- _Your goal_: How many lines in the entries below contain the word "skin"? Count only matches with the same capitalization, and reply with the number alone.

- _Excerpted records_:

+===+

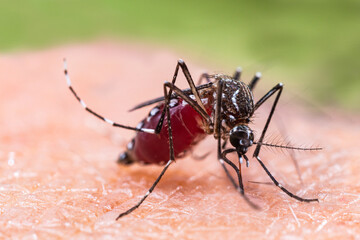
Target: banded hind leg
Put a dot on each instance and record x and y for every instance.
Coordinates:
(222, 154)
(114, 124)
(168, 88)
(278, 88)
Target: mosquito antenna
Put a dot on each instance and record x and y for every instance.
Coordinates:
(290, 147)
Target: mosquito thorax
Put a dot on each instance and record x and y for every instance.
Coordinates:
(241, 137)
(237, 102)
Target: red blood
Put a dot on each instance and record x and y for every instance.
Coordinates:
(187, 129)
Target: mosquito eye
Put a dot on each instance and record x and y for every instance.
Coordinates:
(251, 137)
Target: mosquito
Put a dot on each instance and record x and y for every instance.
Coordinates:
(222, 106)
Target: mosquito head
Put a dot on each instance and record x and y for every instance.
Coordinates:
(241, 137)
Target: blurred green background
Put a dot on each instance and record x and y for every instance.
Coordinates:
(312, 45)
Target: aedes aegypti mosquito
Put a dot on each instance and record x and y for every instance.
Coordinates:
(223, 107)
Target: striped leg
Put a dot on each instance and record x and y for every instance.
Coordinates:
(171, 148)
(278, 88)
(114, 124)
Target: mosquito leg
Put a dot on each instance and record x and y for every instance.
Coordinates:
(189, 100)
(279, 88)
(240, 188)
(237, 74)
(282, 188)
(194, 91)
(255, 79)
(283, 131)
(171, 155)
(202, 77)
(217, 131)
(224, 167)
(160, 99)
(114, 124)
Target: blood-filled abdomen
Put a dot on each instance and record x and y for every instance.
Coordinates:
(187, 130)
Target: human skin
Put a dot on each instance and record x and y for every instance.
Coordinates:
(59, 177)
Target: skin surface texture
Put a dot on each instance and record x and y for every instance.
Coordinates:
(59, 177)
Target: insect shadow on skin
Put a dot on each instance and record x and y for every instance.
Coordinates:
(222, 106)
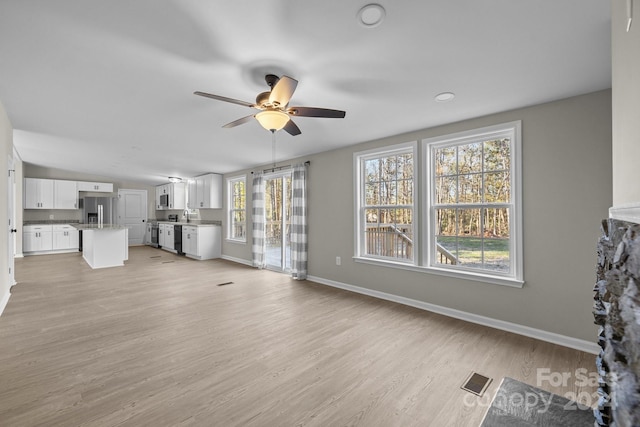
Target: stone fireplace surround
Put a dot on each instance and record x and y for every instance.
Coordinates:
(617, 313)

+===+

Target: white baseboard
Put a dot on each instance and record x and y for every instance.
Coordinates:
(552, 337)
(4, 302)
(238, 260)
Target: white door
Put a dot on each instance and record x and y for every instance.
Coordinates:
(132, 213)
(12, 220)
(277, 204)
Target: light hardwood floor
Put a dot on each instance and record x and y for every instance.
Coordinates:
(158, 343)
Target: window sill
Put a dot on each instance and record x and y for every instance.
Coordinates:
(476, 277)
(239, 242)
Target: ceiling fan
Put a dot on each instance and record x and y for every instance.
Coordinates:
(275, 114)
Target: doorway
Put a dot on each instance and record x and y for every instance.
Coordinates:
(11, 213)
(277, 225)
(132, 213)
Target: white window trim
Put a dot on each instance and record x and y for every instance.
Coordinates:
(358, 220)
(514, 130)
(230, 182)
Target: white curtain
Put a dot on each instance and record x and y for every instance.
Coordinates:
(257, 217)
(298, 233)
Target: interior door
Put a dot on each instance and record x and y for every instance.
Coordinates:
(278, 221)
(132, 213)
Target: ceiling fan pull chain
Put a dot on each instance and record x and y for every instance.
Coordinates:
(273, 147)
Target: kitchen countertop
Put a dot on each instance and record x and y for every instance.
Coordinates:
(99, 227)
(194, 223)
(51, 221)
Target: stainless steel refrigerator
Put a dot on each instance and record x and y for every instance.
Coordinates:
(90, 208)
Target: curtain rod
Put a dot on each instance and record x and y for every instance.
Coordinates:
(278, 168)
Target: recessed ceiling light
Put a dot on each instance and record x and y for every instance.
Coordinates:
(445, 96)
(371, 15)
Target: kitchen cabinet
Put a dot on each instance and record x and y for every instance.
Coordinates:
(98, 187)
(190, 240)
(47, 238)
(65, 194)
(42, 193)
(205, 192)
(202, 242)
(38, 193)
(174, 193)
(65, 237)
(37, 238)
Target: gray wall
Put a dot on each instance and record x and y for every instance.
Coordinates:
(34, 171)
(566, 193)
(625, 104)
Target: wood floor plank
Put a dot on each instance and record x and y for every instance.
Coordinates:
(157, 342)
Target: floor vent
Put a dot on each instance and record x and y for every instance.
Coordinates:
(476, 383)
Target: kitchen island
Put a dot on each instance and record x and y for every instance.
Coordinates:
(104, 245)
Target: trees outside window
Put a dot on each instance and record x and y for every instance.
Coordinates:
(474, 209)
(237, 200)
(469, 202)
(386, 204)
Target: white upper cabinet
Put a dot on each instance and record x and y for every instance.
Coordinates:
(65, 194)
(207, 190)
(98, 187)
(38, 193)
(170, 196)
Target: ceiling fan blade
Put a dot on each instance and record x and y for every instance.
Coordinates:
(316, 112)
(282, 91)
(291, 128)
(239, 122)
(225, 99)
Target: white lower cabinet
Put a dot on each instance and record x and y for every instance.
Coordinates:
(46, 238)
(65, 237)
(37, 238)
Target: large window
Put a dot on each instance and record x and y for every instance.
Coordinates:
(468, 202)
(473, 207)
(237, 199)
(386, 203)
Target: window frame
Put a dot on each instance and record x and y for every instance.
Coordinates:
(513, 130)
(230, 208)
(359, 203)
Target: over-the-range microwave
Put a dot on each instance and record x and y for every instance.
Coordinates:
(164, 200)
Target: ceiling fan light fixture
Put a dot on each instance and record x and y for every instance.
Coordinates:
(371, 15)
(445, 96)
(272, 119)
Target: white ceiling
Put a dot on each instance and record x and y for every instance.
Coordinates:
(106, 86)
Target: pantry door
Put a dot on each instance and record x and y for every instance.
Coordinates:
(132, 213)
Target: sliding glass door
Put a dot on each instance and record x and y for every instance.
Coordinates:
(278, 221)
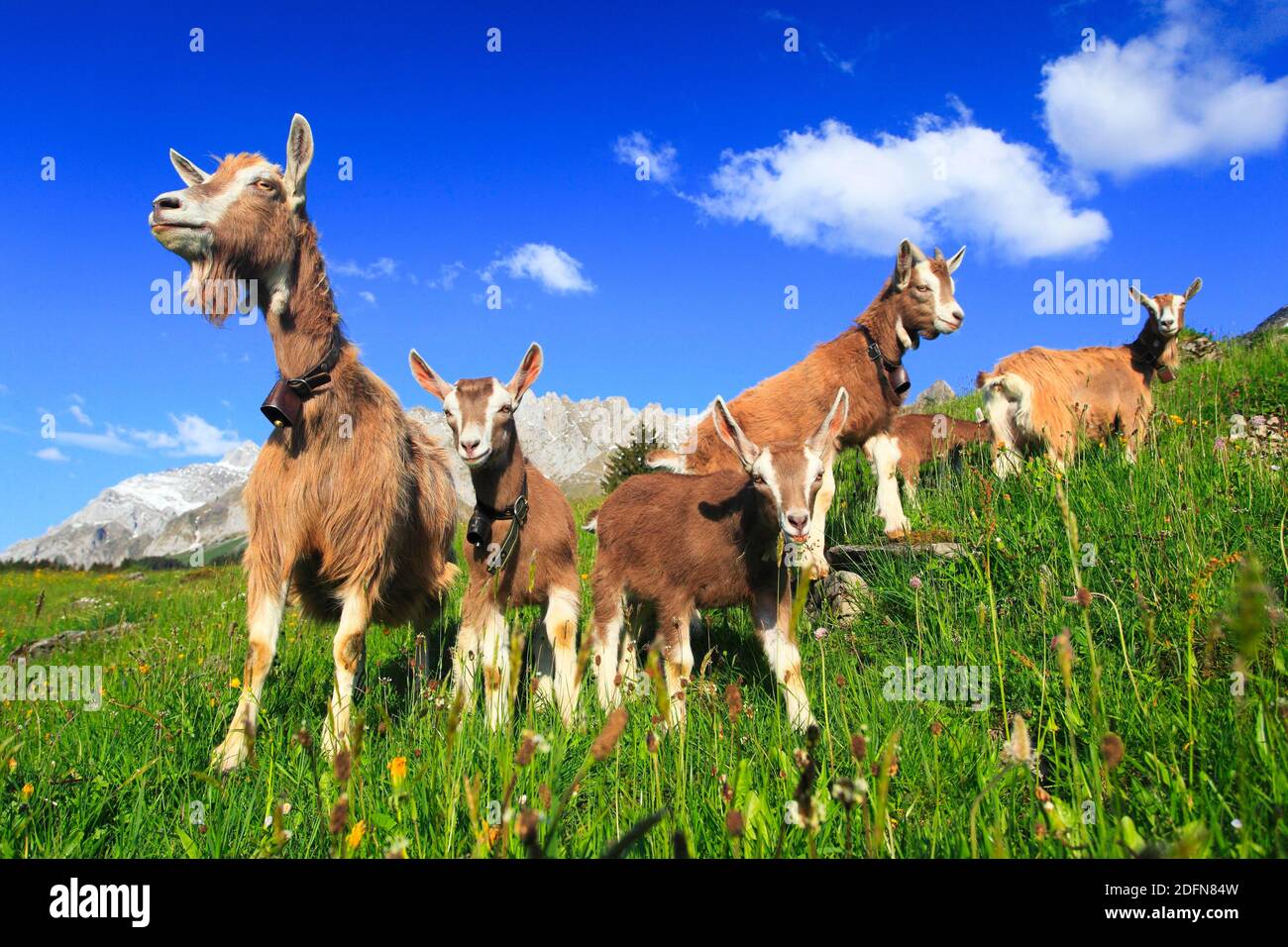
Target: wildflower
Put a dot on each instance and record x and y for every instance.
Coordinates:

+===+

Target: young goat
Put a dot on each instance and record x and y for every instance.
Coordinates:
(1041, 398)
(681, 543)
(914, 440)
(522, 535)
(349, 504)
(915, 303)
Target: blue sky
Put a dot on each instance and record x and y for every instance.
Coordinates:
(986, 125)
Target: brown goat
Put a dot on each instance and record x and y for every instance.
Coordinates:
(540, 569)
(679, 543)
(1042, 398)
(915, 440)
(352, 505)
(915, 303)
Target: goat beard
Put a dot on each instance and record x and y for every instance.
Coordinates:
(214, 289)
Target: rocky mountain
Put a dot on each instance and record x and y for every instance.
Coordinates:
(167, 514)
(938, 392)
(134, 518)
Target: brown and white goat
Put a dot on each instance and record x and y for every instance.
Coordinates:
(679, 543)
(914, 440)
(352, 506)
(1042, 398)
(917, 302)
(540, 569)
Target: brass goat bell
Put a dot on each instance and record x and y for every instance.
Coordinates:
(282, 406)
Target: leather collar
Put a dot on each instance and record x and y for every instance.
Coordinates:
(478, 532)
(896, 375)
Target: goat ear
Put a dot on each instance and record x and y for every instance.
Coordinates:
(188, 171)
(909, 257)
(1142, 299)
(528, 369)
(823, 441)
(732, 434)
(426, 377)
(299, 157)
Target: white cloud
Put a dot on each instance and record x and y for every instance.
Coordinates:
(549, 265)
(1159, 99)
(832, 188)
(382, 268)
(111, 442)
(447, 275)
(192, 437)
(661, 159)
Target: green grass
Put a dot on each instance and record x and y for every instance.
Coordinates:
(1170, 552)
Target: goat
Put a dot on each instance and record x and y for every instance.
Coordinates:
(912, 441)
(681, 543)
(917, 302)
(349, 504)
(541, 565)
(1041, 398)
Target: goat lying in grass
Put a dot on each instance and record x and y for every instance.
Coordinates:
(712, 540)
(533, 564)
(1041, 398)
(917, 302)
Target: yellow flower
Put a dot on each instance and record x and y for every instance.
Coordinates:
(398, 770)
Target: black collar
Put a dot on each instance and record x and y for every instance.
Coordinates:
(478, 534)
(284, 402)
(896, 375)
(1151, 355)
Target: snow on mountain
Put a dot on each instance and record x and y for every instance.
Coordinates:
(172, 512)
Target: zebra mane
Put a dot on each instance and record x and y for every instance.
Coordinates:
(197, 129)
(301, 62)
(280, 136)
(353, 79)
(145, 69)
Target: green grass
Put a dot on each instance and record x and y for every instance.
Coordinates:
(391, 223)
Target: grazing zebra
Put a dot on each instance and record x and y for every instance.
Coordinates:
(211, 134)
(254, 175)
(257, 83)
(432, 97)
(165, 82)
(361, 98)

+===+

- _Final result_: 3